Lees says stopping alcohol without medical help can be dangerous for people with addictions.
"You could have a real crisis because people would get sick really fast, and with the potential of death, obviously, if they were not given access to some safe supply."
Lees has been in talks with Manitoba Liquor & Lotteries to figure out the best way to ensure there is a safe supply of alcohol during the pandemic.
"If [liquor stores] were forced to shut down by order of government, we would create perhaps a safe delivery supply and set up a safe distribution site within our programs, so that we could continue to have a baseline of alcohol available to clients who would absolutely have to have access."
Safe supply can take different forms in the event of store closures. Some of the possibilities include turning closed liquor stores into distribution sites, staffed by both Main Street Project and Manitoba Liquor & Lotteries workers, where people could buy alcohol without going into in-person treatment.
A managed alcohol program is also being considered for in-person treatment and for those who must self-isolate during the pandemic.
A managed alcohol program is a harm-reduction approach that gives measured doses of alcohol to people with severe alcohol dependency.

### Material provided
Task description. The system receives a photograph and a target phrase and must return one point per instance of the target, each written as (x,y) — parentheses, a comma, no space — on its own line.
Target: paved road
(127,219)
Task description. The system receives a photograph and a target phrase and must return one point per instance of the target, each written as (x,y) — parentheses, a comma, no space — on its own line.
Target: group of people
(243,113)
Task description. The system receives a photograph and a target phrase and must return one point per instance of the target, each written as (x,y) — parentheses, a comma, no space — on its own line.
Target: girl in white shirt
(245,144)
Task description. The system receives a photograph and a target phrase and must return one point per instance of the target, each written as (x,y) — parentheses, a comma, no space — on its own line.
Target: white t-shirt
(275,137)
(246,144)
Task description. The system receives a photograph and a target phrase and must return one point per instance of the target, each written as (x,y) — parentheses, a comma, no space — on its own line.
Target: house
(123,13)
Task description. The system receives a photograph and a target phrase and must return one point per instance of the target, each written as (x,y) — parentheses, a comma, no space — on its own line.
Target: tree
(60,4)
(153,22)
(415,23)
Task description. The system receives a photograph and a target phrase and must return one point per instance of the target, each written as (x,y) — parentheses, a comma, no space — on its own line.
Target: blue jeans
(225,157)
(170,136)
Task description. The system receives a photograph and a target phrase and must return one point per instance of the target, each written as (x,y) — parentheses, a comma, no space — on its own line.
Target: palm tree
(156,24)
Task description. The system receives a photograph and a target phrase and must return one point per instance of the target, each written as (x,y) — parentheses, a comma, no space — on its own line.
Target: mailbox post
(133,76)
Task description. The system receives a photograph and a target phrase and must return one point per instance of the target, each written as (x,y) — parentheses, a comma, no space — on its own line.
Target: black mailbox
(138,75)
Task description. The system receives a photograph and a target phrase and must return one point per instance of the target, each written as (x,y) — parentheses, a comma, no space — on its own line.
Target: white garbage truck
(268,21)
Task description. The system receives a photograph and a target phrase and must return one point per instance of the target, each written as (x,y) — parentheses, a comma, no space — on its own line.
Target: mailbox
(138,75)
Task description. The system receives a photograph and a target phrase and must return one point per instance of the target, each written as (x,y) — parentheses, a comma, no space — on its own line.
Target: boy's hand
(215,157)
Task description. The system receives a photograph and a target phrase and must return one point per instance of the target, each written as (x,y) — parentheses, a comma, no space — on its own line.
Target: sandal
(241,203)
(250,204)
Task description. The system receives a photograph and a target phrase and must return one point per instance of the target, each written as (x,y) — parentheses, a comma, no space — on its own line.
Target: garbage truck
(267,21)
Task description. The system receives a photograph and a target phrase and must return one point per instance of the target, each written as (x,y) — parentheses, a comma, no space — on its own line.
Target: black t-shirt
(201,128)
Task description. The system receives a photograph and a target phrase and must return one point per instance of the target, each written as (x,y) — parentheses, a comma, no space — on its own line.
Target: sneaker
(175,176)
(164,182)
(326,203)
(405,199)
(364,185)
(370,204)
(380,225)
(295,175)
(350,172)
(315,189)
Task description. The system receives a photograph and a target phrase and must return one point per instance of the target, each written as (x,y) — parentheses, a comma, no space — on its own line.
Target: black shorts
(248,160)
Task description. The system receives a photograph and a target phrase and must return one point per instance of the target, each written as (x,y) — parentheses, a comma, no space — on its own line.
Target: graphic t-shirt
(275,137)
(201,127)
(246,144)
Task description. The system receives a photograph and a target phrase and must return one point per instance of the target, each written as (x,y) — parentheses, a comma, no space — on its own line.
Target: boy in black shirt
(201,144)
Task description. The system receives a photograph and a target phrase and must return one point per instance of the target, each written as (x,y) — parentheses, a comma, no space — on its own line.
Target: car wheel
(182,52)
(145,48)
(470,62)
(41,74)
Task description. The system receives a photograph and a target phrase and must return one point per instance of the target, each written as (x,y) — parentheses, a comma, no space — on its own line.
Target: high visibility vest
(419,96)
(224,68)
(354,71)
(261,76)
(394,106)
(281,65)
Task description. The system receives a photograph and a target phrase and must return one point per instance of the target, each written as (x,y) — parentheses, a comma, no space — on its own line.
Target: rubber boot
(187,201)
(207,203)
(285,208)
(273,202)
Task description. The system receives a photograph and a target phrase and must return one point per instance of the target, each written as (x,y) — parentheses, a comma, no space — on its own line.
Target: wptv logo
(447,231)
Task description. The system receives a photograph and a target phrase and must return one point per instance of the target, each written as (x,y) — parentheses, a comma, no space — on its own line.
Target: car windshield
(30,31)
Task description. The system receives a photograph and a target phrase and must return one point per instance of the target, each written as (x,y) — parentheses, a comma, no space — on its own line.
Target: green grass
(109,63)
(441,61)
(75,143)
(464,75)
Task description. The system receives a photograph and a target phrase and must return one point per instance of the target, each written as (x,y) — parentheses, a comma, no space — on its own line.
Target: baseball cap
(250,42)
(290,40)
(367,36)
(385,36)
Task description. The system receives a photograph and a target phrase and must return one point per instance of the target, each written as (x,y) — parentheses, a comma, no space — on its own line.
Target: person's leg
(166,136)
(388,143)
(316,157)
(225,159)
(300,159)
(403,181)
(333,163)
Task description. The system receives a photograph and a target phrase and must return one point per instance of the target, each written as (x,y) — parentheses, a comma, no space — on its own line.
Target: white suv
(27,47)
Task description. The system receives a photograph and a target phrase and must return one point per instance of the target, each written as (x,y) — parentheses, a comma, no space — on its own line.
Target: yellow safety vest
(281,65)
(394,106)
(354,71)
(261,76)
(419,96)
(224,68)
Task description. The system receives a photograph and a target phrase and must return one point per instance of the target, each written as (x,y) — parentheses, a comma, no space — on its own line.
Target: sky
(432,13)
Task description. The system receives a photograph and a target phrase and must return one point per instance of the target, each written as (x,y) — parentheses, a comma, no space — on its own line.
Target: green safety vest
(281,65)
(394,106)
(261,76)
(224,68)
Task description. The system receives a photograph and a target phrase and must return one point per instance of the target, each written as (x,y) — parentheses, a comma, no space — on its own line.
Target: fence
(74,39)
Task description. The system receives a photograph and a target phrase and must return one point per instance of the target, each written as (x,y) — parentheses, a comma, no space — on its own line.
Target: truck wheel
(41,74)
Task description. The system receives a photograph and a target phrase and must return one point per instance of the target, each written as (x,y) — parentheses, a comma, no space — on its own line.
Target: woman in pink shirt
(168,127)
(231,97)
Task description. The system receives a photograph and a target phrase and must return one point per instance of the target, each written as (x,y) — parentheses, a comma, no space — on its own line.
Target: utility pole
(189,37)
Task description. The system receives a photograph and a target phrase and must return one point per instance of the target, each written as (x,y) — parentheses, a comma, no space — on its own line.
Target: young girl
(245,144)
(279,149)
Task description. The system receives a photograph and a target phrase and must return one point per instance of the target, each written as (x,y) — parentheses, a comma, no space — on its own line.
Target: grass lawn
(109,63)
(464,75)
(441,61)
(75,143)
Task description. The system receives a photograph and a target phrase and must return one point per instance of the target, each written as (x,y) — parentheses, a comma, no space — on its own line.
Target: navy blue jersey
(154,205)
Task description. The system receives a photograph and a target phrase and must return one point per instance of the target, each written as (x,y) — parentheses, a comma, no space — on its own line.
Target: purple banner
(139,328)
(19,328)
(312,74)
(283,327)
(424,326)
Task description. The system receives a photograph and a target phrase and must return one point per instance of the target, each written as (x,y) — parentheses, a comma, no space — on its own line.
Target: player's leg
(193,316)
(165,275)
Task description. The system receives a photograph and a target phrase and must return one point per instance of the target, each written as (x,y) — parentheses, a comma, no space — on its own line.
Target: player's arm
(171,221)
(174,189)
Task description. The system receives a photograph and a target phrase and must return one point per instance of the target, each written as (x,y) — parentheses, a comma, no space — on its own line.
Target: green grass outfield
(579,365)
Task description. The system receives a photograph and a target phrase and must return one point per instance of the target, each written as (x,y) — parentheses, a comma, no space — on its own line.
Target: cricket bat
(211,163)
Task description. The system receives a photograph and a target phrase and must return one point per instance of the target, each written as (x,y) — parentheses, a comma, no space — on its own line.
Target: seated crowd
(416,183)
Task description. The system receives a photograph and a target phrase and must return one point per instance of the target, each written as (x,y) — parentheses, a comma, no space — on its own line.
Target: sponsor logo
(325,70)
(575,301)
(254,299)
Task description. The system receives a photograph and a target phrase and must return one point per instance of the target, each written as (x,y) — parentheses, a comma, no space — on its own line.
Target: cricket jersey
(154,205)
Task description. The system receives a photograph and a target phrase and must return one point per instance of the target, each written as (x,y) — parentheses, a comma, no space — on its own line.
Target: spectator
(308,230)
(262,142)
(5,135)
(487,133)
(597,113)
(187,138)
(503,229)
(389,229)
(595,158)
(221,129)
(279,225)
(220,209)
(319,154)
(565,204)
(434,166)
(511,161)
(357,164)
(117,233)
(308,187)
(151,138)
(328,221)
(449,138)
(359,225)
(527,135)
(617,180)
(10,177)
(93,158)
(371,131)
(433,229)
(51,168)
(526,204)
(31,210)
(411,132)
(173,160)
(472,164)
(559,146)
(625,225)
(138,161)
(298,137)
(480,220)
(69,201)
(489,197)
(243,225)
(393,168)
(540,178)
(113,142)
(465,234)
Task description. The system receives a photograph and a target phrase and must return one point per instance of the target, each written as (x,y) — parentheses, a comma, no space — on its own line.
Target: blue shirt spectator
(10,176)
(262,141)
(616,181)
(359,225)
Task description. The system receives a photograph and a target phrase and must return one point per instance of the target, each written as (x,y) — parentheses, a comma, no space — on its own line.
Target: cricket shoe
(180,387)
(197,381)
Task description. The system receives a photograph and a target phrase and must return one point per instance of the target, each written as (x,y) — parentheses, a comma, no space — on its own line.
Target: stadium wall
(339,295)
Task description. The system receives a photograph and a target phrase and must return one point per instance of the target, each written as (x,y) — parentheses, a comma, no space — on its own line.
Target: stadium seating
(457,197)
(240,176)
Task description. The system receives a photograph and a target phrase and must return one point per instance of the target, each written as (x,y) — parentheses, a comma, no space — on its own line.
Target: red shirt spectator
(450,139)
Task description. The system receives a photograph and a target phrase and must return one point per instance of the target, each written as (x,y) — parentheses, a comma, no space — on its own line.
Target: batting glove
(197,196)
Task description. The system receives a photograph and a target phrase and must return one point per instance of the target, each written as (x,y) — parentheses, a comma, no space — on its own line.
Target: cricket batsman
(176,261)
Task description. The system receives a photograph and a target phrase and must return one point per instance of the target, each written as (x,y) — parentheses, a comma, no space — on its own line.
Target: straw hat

### Exercises
(1) Answer these from the piece on safe alcohol supply:
(a) Which organization has Lees been talking with about a safe supply of alcohol during the pandemic?
(b) Whose workers would staff closed liquor stores turned into distribution sites?
(c) What does a managed alcohol program give people with severe alcohol dependency?
(2) Write the next few sentences of the piece on safe alcohol supply, picking up after its final sentence.
The records are separate material, unrelated to the piece on safe alcohol supply.

### Expected results
(1)
(a) Manitoba Liquor & Lotteries
(b) Workers from both Main Street Project and Manitoba Liquor & Lotteries
(c) Measured doses of alcohol

(2)
Winnipeg does not currently have any managed alcohol programs.
"In good times, managed alcohol has actually been challenged as an appropriate response. And now in a pandemic, it's something that's squarely on the table," said Lees.
"One of the reasons I think [liquor stores] are seen as being somewhat essential is because of the unintended consequence — a new kind of crisis you could create by suddenly withdrawing a substance."
The press secretary for Minister of Crown Services Jeff Wharton says the provincial government is following Dr. Roussin's advice closely, and at this time liquor stores remain open.
"Manitoba Liquor & Lotteries are taking a number of actions in Liquor Marts to help reduce the risk of spreading COVID-19," the spokesperson said.